### TEXT UNDER STUDY

An observational dataset of 5000 replicates is simulated, and one intervention dataset simulating a knockout for each node is simulated, also with 5000 replicates per dataset.

Modeling Side Effect Interventions

Two examples of networks where targeted interventions are modeled as nodes:

2interventionNets

Each normal node has an intervention parent. Intervention nodes are exogenous, fixed variables, and thus are parentless. Between the normal nodes, any directed acyclic graph structure is possible.

Intervention nodes are allowed to affect nodes other than their intended targets. These are side effects. The side effects are demonstrated with the red edges.

Structure Learning Comparison of Targeted and Side Effect Interventions

Graphs are learned via bootstrap resampling. For each bootstrap dataset, the Gaussian data is discretized into categorical data with 3 categories: “low”, “medium”, and “high”. Bayesian network structures are fit using both targeted and node modeling methods. Both methods use tabu search to search the space of graphs, optimizing over log Bayesian Dirichlet equivalent score. In the case of modeling interventions into the score, the score is modified by passing a list of interventions as an argument in the search function (see the code). For each modeling approach, a consensus graph is chosen via model averaging.

The network structure learned with interventions incorporated into the score is as follows:

scoreLearningResults

The network structure learned with intervention as nodes is as follows:

intLearningResults

Removing the intervention nodes, the structure reduces to:

intLearningSubnet

Using the package pcalg, the learned network can be compared against the true network. Note that the networks are compared in terms of Markov equivalence (Markov equivalent graphs encode the same conditional independence assumptions though it is possible they have different structure), so the numbers look a bit better than is implied by the above plots. With score-based interventions, performance is as follows:

##    tpr    fpr    tdr 
## 1.0000 0.2143 0.7000

When the interventions are incorporated as nodes:

##    tpr    fpr    tdr 
## 1.0000 0.2857 0.6364

Despite the instance seen above, when rerunning the algorithm there will be times when one method out performs the other, and others when they tie. In any case the two approaches can produce different results.

######
### GIVEN ENTRIES

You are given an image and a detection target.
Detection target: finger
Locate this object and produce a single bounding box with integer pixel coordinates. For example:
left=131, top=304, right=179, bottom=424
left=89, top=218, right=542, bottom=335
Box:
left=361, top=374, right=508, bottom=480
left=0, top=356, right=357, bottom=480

######

TASKS TO PERFORM:
A - In the passage on side effect interventions, what three categories is the Gaussian data discretized into for each bootstrap dataset?
B - According to the passage on side effect interventions, why do the pcalg performance numbers look better than the plots of the learned networks suggest?
C - Extend the passage on side effect interventions, picking up right after its last sentence.

ANSWERS TO EACH TASK:
A - "Low," "medium," and "high."

B - The networks are compared in terms of Markov equivalence. Markov equivalent graphs encode the same conditional independence assumptions even when their structures differ, so a learned graph can score well against the true network despite structural differences visible in the plots.

C -
Some Negative results

Similar distribution of evaluation statistics across bootstrap samples

The two approaches seem similar in terms of how well the point estimate of the network structure reconstructs the “true” network. What if the performance statistics were more stable for one method than the other? To test this, instead of looking at the performance statistics of the consensus networks, I obtained them to the networks from each bootstrap sample. If the performance statistics had more variation across bootstrap samples with method relative to the other, it would imply the learning results for that method were less stable.

The following is the standard error across bootstrap samples when modeling the interventions in the score:

##     tpr     fpr     tdr 
## 0.00000 0.04073 0.02719

The standard errors when interventions are modeled as nodes:

##     tpr     fpr     tdr 
## 0.00000 0.02690 0.01958

So it seems there is not much of a difference in variation. There may be a difference with smaller datasets, but I restrict my interest to data rich cases here.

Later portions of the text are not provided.